_TEXT EXCERPT_:

As the legal cannabis industry booms throughout California, and the rest of the country, we’re starting to see changes in the demographics of the business. In particular, more women in California seem to be flocking to legal marijuana related jobs. This new trend has gained some media attention in the San Francisco Bay area, and has coined a new phrase for the gap in gender representation in the cannabis industry, “The Grass Ceiling.” This gap is being reduced though as more and more women decide to try their hand in the bud business.
“Women are natural healers…we’re the people who are typically in your home when you are sick, you know you go to mom,” said Andrea Unsworth, owner of a medical marijuana delivery service in the East Bay area called Stashtwist. Unsworth is a mother of 3 children, and the owner of her own business which amounts to a full-time job and then some. Unsworth told a reporter that she works 13-14 hours on an average day. The interesting difference between Unsworth and other women in the cannabis industry, is that Unsworth has a MBA and a history in finance. Her prior experience at Moody’s illustrates her competence in the financial sector. However, there are other women across California that have also left professional, corporate jobs to work in the medical marijuana industry, and the trend seems to be continuing.
“There are not many industries that are female led, and in this setting up of a brand new multi-billion dollar industry, we saw an opportunity to let women lead where they have never led before,” said Jazmin Hupp of the organization Women Grow.
Women Grow was originally started in Colorado, but it’s grown to 35 chapters in the U.S. and Canada since it’s birth in 2014. Their organization’s goal is to advocate cannabis jobs to women, and to link together professionals throughout the marketplace. “Women Grow is an organization that connects educates and empowers women in the legal marijuana industry,” Hupp said.

_EXERCISE DATA_:

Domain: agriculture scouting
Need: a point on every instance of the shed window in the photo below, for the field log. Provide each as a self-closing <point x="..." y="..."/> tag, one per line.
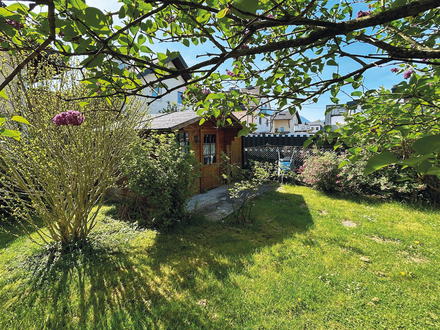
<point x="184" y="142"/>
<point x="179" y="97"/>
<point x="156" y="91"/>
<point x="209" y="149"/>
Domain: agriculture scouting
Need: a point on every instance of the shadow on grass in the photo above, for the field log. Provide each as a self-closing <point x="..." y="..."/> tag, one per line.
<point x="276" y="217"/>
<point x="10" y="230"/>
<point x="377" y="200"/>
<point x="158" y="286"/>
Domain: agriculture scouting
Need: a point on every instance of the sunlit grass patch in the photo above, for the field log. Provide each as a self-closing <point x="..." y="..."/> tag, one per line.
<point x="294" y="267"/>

---

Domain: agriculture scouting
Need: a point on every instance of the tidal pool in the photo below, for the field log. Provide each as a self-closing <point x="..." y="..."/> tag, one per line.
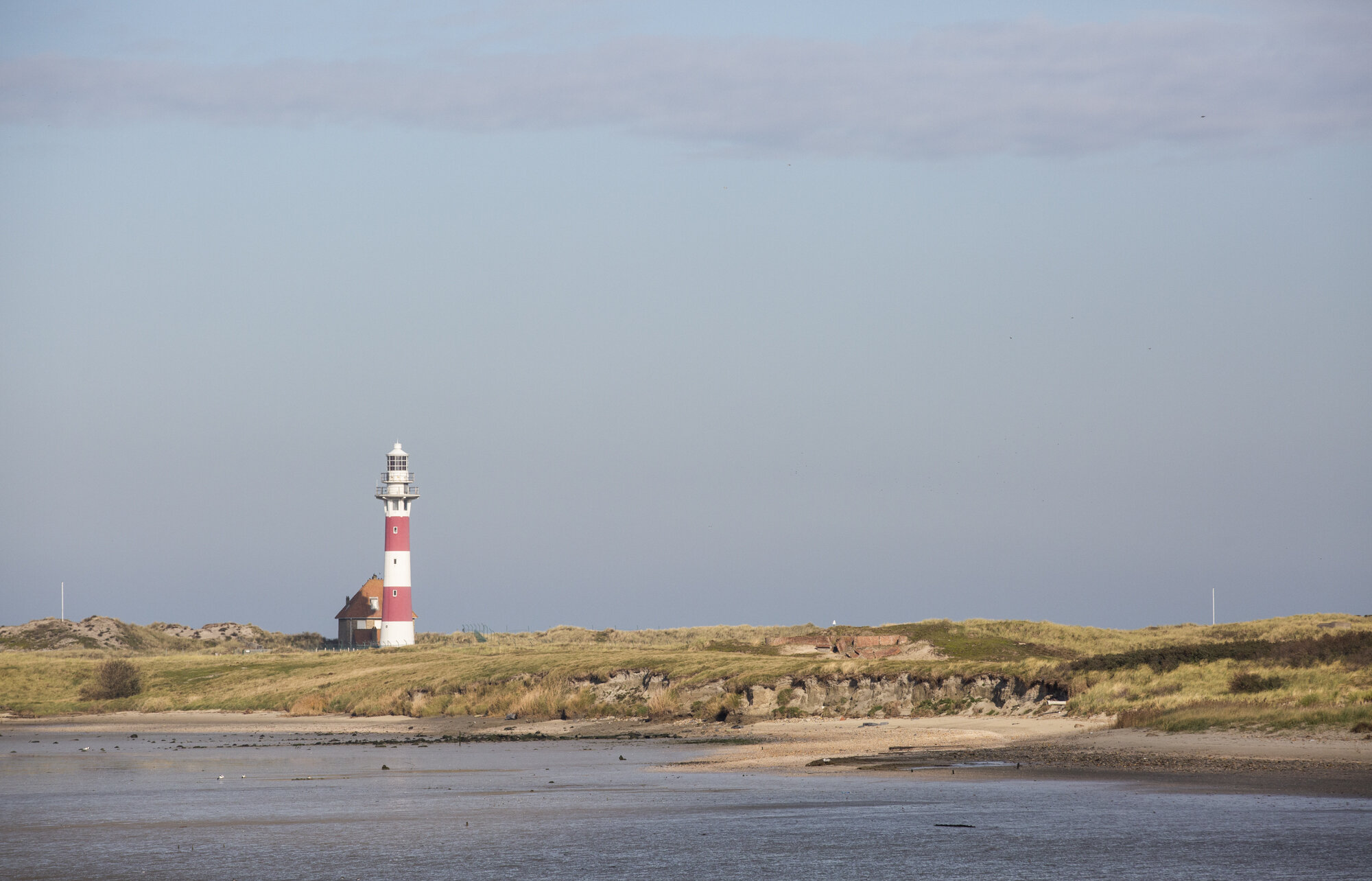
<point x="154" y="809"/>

_USING THE INFORMATION_:
1. Answer these questions using the article on women in the cannabis industry:
(a) What phrase has been coined for the gender gap in the cannabis industry?
(b) How many hours does Andrea Unsworth say she works on an average day?
(c) In which state was Women Grow originally started?
2. Transcribe the article on women in the cannabis industry from "As the legal" to "the bud business.".

_SOLUTIONS BELOW_:
1.
(a) "The Grass Ceiling."
(b) 13-14 hours.
(c) Colorado.

2.
As the legal cannabis industry booms throughout California, and the rest of the country, we’re starting to see changes in the demographics of the business. In particular, more women in California seem to be flocking to legal marijuana related jobs. This new trend has gained some media attention in the San Francisco Bay area, and has coined a new phrase for the gap in gender representation in the cannabis industry, “The Grass Ceiling.” This gap is being reduced though as more and more women decide to try their hand in the bud business.